Now is the time to plant annual cool season forages!

Late corn planting this year due to a wet spring may mean a decreased supply of silage in future months, and planting cool season annuals such as annual ryegrass, winter grains, and brassicas, can be a way to ensure your stocks of stored feed are adequate in the upcoming months. Cool season annuals can be both harvested for storage and grazed in the late fall. The sooner you plant cool season annuals, the more time they will have to establish and produce biomass.

Annual Ryegrass

Annual ryegrass is a fantastic fall forage. It establishes quickly and is very palatable for grazing. Annual ryegrass can produce about 0.5 ton of dry matter per acre in our region if sown by late August. The seed is typically quite inexpensive compared to winter grains or brassicas making it a very affordable way to boost fall grazing and/or feed stores. Annual ryegrass can be drilled at a rate of 20 to 30 pounds per acre at a depth of ¼ to ½ inch.
_____
- **EXERCISE TASK 1**: In the text on cool season forages, at what seeding rate and depth can annual ryegrass be drilled?

- **DATA FOR THIS TASK**:
_____
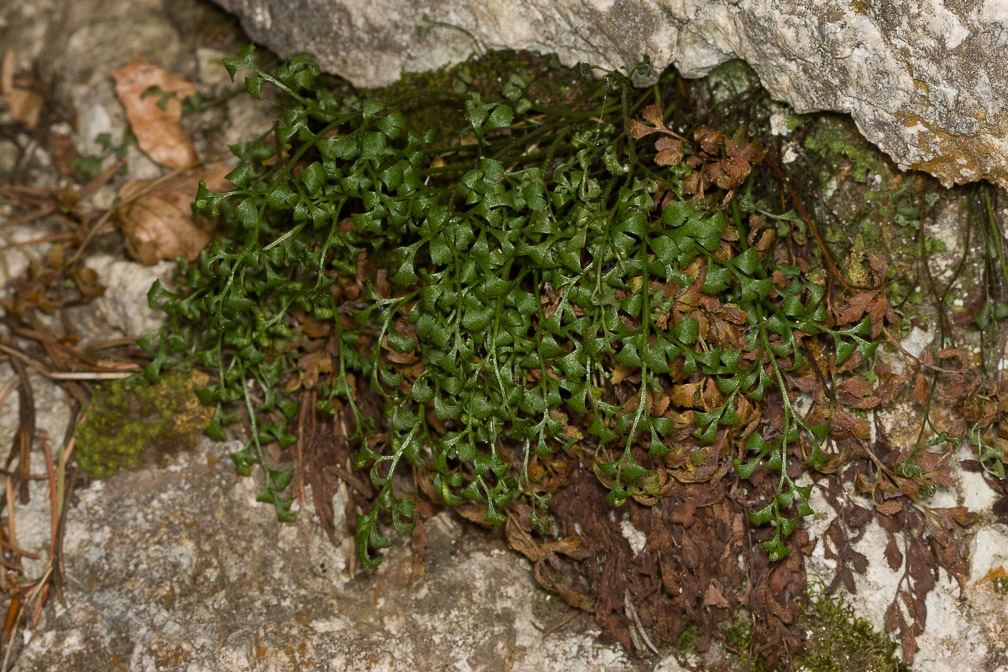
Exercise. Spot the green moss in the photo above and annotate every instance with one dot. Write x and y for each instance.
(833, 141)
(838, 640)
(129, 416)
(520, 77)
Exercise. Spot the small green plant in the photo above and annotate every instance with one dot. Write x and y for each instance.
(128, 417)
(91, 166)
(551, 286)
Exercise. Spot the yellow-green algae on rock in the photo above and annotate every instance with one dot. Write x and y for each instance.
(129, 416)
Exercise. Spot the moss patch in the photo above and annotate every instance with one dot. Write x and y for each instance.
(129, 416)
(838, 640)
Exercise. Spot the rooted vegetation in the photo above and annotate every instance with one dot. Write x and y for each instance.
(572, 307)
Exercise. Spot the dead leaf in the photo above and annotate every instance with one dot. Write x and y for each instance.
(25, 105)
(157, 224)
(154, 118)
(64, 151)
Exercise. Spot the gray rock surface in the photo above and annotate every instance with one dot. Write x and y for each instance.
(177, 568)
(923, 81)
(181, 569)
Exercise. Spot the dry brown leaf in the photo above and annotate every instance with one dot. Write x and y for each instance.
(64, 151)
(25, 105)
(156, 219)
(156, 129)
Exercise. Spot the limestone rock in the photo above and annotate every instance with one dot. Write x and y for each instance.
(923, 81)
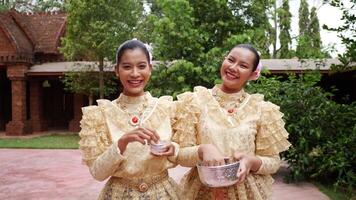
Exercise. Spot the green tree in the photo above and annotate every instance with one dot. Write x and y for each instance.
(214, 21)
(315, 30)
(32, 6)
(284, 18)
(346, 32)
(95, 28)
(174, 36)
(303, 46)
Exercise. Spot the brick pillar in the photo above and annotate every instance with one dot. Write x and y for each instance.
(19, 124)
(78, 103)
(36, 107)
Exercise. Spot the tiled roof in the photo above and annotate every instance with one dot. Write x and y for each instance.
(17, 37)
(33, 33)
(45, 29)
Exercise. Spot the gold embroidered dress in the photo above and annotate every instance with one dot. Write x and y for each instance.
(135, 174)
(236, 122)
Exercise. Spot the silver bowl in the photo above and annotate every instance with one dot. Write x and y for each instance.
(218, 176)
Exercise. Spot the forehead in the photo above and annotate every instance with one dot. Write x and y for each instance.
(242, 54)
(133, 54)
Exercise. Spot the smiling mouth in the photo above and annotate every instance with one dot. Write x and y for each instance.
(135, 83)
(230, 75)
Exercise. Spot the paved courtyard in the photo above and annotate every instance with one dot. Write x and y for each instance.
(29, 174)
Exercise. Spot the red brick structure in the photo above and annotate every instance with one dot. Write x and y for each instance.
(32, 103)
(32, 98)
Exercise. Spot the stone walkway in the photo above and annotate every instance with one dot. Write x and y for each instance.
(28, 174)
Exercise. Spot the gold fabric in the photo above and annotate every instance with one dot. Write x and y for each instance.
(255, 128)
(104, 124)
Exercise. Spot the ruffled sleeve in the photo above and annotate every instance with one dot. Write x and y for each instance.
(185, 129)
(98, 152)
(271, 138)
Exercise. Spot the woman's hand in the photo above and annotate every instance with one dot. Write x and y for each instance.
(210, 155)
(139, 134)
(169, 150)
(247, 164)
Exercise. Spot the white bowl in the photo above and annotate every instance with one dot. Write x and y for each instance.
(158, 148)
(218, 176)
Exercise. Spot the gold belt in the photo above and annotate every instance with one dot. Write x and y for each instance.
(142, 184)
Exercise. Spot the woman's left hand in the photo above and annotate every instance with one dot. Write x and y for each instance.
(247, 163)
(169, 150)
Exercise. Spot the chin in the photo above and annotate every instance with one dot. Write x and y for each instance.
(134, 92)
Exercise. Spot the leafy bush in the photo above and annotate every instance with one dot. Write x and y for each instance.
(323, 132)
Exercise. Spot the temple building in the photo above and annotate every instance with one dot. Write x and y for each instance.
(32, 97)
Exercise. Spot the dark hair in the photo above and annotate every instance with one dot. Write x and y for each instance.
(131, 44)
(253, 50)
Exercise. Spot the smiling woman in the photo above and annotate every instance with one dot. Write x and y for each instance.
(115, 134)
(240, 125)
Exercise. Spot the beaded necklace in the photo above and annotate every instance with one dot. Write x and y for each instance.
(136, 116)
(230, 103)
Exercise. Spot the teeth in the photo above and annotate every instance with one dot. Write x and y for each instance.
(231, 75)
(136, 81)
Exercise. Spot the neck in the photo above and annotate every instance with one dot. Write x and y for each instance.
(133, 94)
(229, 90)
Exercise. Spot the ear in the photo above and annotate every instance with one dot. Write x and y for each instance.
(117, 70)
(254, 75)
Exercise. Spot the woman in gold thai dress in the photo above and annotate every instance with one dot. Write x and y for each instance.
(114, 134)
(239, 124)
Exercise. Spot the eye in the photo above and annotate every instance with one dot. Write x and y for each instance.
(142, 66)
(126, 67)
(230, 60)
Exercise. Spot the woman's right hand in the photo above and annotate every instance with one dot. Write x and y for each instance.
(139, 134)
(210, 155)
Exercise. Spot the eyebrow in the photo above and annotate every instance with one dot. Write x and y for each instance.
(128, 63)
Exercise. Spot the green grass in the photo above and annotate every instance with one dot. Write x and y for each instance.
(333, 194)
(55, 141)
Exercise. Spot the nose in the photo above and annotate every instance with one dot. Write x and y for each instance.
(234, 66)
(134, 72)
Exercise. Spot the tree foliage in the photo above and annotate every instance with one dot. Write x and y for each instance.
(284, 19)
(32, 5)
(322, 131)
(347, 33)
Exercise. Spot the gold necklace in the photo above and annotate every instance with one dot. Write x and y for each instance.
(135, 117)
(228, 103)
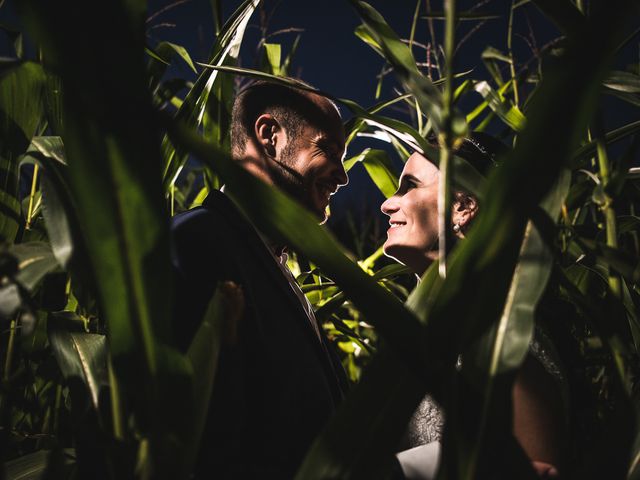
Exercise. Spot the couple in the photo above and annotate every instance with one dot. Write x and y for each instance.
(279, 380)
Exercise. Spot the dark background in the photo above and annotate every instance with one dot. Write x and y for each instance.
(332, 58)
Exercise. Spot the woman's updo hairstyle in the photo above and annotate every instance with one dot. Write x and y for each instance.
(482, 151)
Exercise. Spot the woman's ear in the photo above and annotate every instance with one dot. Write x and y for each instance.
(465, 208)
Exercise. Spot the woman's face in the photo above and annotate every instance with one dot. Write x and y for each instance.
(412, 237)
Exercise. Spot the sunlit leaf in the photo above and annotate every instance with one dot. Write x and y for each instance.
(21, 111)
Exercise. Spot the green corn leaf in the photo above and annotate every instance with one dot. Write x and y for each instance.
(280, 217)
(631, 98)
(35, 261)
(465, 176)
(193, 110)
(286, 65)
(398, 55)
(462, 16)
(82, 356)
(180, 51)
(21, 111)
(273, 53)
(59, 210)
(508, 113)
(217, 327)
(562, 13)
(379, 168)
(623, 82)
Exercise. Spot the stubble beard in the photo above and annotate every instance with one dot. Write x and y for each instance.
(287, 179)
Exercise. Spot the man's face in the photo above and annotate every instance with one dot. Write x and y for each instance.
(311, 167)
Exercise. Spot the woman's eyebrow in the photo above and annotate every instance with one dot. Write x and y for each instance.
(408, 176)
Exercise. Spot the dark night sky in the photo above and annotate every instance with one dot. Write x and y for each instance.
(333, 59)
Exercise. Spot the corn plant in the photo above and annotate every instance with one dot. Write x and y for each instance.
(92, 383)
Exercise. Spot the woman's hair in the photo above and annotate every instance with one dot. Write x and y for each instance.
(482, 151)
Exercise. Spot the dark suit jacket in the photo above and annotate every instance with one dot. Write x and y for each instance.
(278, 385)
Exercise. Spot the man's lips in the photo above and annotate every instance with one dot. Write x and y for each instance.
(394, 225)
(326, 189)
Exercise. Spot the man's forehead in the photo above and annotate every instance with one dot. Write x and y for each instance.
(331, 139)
_____
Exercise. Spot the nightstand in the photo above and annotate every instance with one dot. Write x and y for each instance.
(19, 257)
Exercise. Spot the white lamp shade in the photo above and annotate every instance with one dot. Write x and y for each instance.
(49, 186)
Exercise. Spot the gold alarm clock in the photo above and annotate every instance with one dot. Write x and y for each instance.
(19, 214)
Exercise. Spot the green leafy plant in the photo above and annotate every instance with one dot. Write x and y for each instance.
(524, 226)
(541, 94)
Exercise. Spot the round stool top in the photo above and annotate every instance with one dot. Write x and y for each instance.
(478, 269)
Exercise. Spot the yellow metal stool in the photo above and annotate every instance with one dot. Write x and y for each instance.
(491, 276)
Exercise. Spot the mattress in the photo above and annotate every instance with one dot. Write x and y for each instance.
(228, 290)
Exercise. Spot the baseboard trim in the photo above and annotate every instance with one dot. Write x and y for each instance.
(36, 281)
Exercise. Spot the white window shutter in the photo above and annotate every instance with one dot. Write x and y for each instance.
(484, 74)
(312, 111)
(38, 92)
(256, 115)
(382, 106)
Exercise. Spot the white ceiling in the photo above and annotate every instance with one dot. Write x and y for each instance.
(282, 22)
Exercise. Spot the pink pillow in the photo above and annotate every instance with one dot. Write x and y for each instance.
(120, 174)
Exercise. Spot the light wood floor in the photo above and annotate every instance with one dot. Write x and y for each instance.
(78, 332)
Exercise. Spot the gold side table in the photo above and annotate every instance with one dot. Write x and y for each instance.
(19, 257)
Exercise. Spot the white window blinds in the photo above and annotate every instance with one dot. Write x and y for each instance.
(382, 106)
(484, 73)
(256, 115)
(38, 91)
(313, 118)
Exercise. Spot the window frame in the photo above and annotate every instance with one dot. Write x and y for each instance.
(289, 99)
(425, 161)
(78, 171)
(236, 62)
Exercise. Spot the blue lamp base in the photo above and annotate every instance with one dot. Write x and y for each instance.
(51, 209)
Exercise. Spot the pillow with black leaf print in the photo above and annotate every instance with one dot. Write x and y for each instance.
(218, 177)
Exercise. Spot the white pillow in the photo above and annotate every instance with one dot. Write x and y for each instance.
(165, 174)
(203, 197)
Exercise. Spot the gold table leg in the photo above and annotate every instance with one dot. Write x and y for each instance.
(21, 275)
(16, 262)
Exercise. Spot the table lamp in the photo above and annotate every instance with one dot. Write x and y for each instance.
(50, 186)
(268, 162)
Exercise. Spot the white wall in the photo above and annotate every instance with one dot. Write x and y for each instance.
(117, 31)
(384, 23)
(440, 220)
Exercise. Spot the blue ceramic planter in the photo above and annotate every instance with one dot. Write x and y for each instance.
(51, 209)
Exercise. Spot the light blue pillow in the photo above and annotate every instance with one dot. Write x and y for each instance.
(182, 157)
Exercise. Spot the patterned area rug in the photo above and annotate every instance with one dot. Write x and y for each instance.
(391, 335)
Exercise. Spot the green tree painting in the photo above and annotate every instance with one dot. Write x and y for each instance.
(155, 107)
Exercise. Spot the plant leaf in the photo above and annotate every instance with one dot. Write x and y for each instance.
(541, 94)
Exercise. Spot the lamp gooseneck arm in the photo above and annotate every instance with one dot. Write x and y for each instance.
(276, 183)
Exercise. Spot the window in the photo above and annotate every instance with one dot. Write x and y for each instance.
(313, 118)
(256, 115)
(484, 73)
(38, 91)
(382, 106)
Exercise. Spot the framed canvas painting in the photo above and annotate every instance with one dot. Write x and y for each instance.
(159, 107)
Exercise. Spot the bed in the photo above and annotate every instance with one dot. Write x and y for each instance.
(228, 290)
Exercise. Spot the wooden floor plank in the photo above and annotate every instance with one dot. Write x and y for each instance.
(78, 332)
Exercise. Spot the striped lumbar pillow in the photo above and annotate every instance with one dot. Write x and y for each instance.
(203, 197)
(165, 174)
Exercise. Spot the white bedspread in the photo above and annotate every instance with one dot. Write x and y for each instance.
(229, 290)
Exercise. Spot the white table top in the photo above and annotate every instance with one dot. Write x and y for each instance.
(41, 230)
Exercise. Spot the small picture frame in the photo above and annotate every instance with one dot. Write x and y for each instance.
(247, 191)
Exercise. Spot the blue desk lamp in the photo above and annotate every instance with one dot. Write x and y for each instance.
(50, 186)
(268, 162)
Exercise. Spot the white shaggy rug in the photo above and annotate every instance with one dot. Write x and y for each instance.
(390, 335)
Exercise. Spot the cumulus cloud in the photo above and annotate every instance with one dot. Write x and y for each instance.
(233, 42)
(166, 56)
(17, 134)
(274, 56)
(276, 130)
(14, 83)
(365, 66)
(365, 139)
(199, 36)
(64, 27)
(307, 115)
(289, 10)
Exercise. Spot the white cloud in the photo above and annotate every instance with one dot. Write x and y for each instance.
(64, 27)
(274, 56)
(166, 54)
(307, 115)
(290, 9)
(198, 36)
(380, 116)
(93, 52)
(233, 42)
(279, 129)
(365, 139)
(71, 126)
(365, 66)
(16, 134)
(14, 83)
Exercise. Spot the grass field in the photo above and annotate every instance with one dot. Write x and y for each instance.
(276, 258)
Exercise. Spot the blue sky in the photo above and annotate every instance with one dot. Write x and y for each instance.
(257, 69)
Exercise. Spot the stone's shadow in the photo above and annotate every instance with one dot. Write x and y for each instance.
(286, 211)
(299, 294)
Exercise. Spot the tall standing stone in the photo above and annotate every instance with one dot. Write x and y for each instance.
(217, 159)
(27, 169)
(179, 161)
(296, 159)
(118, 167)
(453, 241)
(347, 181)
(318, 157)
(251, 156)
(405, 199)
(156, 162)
_____
- **EXERCISE TASK 2**: Select every line of the records that contains the string "rock". Matching is case-sensitive.

- **RESULT 1**: 20 to 30 pounds per acre, at a depth of ¼ to ½ inch.

- **RESULT 2**:
Exercise. Spot the yellow-green algae on rock in the photo above and annotate every instance with one dot. Write x and y for each instance.
Exercise. Spot the gray rock surface in the photo above and annotate every instance with one dot. Write x and y for each instance.
Exercise. Spot the limestone rock in the photo above and annotate every instance with one dot. Write x and y for each instance.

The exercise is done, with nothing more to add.